— start EXCERPT TO READ —
No permissions are explicitly denied, so other permissions granted are still in
effect.
For example, if the permission is granted by an ancestor.
If no permissions are specified, then all permissions for the specified
.Ar user ,
.Ar group ,
or
.Sy everyone
are removed.
Specifying
.Sy everyone
.Po or using the
.Fl e
option
.Pc
only removes the permissions that were granted to everyone, not all permissions
for every user and group.
See the
.Nm zfs Cm allow
command for a description of the
.Fl ldugec
options.
.Bl -tag -width "-r"
.It Fl r
Recursively remove the permissions from this file system and all descendents.
.El
.It Xo
.Nm
.Cm unallow
.Op Fl r
.Fl s No @ Ns Ar setname
.Oo Ar perm Ns | Ns @ Ns Ar setname Ns Oo , Ns Ar perm Ns | Ns @ Ns
.Ar setname Oc Ns ... Oc
.Ar filesystem Ns | Ns Ar volume
.Xc
Removes permissions from a permission set.
— end EXCERPT TO READ —
— start DATASET ROWS —
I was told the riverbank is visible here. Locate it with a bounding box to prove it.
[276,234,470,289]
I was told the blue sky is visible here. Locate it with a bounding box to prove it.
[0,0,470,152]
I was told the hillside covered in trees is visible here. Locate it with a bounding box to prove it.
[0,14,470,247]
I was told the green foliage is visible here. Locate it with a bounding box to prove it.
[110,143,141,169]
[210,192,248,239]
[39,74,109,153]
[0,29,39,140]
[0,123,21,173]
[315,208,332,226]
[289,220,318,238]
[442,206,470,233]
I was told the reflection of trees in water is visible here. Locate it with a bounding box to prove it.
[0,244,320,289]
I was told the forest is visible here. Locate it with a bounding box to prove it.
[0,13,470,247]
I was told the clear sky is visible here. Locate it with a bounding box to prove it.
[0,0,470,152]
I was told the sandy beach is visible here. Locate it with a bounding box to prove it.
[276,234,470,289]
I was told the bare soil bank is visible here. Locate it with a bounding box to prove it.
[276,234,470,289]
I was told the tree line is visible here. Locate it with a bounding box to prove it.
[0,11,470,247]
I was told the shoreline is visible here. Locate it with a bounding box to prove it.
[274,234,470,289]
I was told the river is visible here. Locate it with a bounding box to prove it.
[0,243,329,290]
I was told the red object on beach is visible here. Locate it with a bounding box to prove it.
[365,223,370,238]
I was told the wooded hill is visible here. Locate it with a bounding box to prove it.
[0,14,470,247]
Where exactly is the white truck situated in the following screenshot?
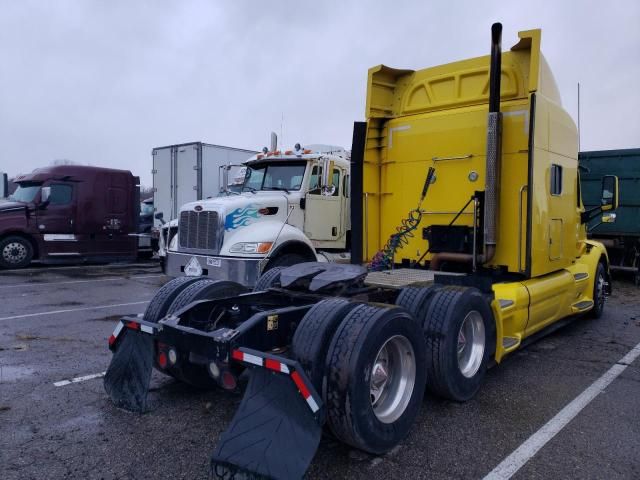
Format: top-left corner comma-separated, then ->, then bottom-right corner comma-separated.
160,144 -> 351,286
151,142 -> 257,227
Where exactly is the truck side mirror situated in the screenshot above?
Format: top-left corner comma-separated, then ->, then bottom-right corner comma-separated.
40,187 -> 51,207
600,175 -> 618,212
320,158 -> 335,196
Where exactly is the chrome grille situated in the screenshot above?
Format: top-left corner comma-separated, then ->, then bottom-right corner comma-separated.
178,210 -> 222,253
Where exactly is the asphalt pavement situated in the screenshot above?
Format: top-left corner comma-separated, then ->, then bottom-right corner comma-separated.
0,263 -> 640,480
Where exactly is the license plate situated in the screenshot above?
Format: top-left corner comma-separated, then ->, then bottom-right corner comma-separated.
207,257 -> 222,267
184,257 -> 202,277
— end DATASET ROWS —
— start DATASET ROWS —
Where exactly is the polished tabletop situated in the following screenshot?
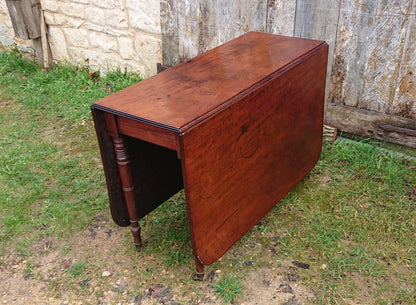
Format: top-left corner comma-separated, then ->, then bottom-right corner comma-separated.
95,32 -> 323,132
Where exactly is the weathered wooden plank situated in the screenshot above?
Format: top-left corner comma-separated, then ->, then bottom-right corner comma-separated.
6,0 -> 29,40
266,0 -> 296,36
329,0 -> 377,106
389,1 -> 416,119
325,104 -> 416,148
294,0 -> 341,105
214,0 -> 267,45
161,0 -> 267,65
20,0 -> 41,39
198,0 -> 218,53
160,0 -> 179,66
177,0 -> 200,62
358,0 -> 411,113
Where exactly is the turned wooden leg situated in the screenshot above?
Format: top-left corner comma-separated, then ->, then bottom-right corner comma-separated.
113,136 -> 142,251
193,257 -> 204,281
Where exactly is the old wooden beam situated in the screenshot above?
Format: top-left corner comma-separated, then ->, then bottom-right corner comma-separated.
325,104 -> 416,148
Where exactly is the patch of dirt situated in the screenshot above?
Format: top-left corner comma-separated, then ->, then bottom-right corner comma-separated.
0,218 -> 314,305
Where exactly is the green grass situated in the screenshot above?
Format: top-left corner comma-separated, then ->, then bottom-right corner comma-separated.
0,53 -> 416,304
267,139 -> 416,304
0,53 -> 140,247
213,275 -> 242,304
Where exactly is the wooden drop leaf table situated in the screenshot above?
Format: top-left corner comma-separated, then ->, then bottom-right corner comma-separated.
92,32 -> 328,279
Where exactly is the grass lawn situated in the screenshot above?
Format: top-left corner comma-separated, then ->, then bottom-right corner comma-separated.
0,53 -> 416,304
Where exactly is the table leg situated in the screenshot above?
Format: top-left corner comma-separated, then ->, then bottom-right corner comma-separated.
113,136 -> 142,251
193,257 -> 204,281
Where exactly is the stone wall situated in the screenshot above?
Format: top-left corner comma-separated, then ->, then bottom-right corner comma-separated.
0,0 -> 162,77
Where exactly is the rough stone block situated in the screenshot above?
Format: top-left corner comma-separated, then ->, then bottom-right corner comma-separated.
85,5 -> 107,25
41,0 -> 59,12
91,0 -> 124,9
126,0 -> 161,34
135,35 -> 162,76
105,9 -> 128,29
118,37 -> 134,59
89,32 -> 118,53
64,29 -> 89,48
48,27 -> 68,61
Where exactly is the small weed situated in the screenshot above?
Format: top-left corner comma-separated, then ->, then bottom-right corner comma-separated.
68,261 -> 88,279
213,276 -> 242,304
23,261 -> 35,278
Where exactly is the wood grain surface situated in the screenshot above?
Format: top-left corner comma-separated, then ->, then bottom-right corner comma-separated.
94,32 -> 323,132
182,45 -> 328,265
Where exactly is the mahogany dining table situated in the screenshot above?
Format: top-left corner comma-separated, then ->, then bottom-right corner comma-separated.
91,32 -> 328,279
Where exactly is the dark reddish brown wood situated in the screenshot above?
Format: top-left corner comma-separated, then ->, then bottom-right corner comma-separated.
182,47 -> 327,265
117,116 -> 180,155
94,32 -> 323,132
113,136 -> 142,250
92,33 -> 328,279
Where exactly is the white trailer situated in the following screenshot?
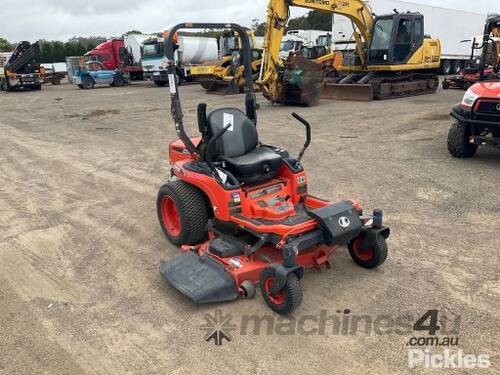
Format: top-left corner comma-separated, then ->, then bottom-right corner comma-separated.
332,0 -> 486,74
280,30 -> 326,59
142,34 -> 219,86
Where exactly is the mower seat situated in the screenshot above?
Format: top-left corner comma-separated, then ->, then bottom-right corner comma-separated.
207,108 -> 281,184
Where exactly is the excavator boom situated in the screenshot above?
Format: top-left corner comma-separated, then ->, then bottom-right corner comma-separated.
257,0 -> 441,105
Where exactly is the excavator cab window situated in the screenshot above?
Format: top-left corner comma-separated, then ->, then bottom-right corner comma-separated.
— end DATASET ROWS —
### PROBLEMS
(1) Restate word for word the passage of the zfs manual excerpt starting at "No permissions are explicitly" and ending at "are removed.".
(2) In the zfs manual excerpt, which permissions are removed when everyone is specified?

### SOLUTION LIST
(1)
No permissions are explicitly denied, so other permissions granted are still in
effect.
For example, if the permission is granted by an ancestor.
If no permissions are specified, then all permissions for the specified
.Ar user ,
.Ar group ,
or
.Sy everyone
are removed.

(2) Only the permissions that were granted to everyone, not all permissions for every user and group.